- DESCRIZIONE ESERCIZIO -
Trasforma tutti i dati qui sotto in una lista JSON di stringhe, una stringa per ogni riga, saltando le righe vuote. Non mettere le immagini nella risposta.
>>>>
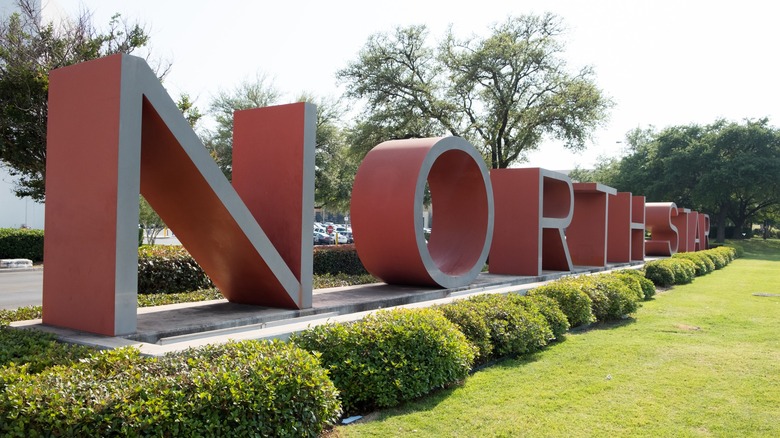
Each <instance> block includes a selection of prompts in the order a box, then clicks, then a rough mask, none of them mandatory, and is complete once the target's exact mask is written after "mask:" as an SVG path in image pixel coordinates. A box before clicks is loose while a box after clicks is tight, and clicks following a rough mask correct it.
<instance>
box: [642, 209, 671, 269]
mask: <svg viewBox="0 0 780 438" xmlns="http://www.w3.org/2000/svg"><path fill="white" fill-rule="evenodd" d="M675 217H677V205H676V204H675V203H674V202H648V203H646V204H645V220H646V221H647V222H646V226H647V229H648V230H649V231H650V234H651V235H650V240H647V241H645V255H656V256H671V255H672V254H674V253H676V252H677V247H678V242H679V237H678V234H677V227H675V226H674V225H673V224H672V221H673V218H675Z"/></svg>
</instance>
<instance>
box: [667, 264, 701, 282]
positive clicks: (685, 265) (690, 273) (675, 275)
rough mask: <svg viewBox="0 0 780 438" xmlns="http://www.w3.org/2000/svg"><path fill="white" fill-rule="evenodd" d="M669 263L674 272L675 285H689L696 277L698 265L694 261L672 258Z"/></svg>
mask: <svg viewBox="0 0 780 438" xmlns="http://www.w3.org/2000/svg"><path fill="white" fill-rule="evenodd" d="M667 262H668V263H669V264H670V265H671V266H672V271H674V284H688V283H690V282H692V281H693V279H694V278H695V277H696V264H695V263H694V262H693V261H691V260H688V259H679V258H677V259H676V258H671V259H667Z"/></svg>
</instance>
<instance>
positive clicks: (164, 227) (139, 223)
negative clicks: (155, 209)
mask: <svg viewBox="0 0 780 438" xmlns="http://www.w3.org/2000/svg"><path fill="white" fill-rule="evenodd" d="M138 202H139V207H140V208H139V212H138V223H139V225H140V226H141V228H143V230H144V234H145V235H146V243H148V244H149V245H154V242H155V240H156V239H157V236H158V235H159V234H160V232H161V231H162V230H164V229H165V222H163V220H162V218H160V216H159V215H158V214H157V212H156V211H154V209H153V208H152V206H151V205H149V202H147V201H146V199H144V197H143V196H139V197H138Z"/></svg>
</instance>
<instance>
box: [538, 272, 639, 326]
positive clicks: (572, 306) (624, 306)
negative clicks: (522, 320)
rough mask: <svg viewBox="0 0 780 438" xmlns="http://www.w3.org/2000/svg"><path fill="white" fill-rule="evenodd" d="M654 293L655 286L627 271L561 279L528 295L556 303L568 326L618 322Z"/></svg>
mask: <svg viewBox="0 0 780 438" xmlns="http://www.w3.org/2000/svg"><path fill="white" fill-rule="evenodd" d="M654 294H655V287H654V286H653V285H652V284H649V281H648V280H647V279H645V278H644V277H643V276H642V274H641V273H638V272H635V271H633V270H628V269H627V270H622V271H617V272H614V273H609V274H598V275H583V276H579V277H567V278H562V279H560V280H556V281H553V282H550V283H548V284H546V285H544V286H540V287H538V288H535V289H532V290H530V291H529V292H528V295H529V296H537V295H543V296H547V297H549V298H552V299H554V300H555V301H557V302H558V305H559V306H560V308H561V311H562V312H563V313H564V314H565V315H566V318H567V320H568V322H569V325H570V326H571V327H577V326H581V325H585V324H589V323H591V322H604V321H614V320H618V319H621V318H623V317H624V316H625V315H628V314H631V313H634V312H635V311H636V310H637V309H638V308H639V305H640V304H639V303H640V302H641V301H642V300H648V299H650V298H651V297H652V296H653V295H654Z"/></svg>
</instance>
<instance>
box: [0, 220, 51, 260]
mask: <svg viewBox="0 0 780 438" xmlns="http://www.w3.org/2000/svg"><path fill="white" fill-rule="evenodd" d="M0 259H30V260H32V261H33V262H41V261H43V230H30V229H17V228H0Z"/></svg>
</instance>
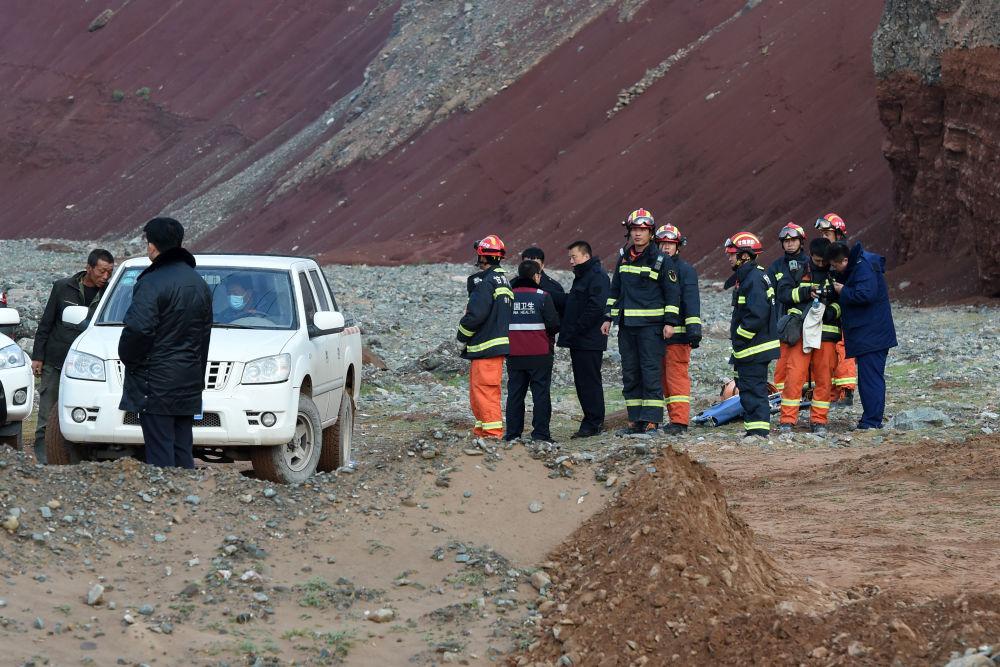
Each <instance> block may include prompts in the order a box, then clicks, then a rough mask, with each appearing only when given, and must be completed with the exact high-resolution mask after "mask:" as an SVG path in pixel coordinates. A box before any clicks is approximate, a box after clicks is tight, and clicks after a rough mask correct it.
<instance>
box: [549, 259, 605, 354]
<<<<
- RISPOSTA -
[
  "Each <instance> block includes a selection of prompts in the order a box, then clicks, then a rough mask, none of them mandatory, and is complete once the target's exact mask is written after \"mask:\" as an SVG path in image pixel coordinates. A box before clicks is loose while a box after clicks is tight, and clicks following a rough mask correct it.",
  "<instance>",
  "box: [642, 209, 671, 269]",
  "mask: <svg viewBox=\"0 0 780 438\" xmlns=\"http://www.w3.org/2000/svg\"><path fill=\"white\" fill-rule=\"evenodd\" d=\"M675 217H677V205H676V204H675V203H674V202H648V203H646V204H645V220H646V221H647V222H646V226H647V229H648V230H649V231H650V234H651V235H650V240H647V241H645V255H656V256H671V255H672V254H674V253H676V252H677V247H678V242H679V237H678V234H677V227H675V226H674V225H673V224H672V221H673V218H675Z\"/></svg>",
  "</instance>",
  "<instance>",
  "box: [667, 264, 701, 282]",
  "positive clicks: (685, 265) (690, 273) (675, 275)",
  "rough mask: <svg viewBox=\"0 0 780 438\" xmlns=\"http://www.w3.org/2000/svg\"><path fill=\"white\" fill-rule=\"evenodd\" d=\"M669 263L674 272L675 285H689L696 277L698 265L694 261L672 258Z\"/></svg>",
  "mask: <svg viewBox=\"0 0 780 438\" xmlns=\"http://www.w3.org/2000/svg\"><path fill=\"white\" fill-rule=\"evenodd\" d=\"M667 262H668V263H669V264H670V265H671V266H672V271H674V284H688V283H690V282H692V281H693V279H694V278H695V277H696V264H695V263H694V262H693V261H691V260H688V259H679V258H677V259H676V258H671V259H667Z\"/></svg>",
  "</instance>",
  "<instance>",
  "positive clicks: (164, 227) (139, 223)",
  "negative clicks: (155, 209)",
  "mask: <svg viewBox=\"0 0 780 438\" xmlns=\"http://www.w3.org/2000/svg\"><path fill=\"white\" fill-rule=\"evenodd\" d=\"M138 202H139V207H140V208H139V212H138V223H139V225H140V226H141V228H143V230H144V234H145V235H146V243H148V244H149V245H154V242H155V240H156V239H157V236H158V235H159V234H160V232H161V231H162V230H164V229H165V222H163V220H162V218H160V216H159V215H158V214H157V212H156V211H154V209H153V208H152V206H151V205H149V202H147V201H146V199H144V197H143V196H139V197H138Z\"/></svg>",
  "</instance>",
  "<instance>",
  "box: [538, 272, 639, 326]",
  "positive clicks: (572, 306) (624, 306)",
  "negative clicks: (522, 320)",
  "rough mask: <svg viewBox=\"0 0 780 438\" xmlns=\"http://www.w3.org/2000/svg\"><path fill=\"white\" fill-rule=\"evenodd\" d=\"M654 293L655 286L627 271L561 279L528 295L556 303L568 326L618 322Z\"/></svg>",
  "mask: <svg viewBox=\"0 0 780 438\" xmlns=\"http://www.w3.org/2000/svg\"><path fill=\"white\" fill-rule=\"evenodd\" d=\"M654 294H655V287H654V286H653V285H652V284H649V281H648V280H647V279H645V278H644V277H643V276H642V274H641V273H638V272H635V271H633V270H628V269H627V270H622V271H617V272H614V273H609V274H598V275H583V276H579V277H567V278H562V279H560V280H556V281H553V282H550V283H548V284H546V285H544V286H540V287H538V288H535V289H532V290H530V291H529V292H528V295H529V296H537V295H543V296H547V297H549V298H552V299H554V300H555V301H557V302H558V305H559V306H560V308H561V311H562V312H563V313H564V314H565V315H566V318H567V320H568V322H569V325H570V326H571V327H577V326H581V325H585V324H589V323H591V322H604V321H614V320H618V319H621V318H623V317H624V316H625V315H628V314H631V313H634V312H635V311H636V310H637V309H638V308H639V305H640V304H639V303H640V302H641V301H642V300H648V299H650V298H651V297H652V296H653V295H654Z\"/></svg>",
  "</instance>",
  "<instance>",
  "box: [0, 220, 51, 260]",
  "mask: <svg viewBox=\"0 0 780 438\" xmlns=\"http://www.w3.org/2000/svg\"><path fill=\"white\" fill-rule=\"evenodd\" d=\"M0 259H30V260H32V261H33V262H41V261H43V230H30V229H17V228H0Z\"/></svg>",
  "</instance>",
  "Each <instance> block may include prompts in the order a box, then clicks, then a rough mask, with each appearing only when given, and must be completed with the exact high-resolution mask after \"mask:\" as an SVG path in pixel coordinates. A box before any clicks is approximate, a box after clicks is tight, and clicks after a rough mask correct it.",
  "<instance>",
  "box: [549, 259, 605, 354]"
]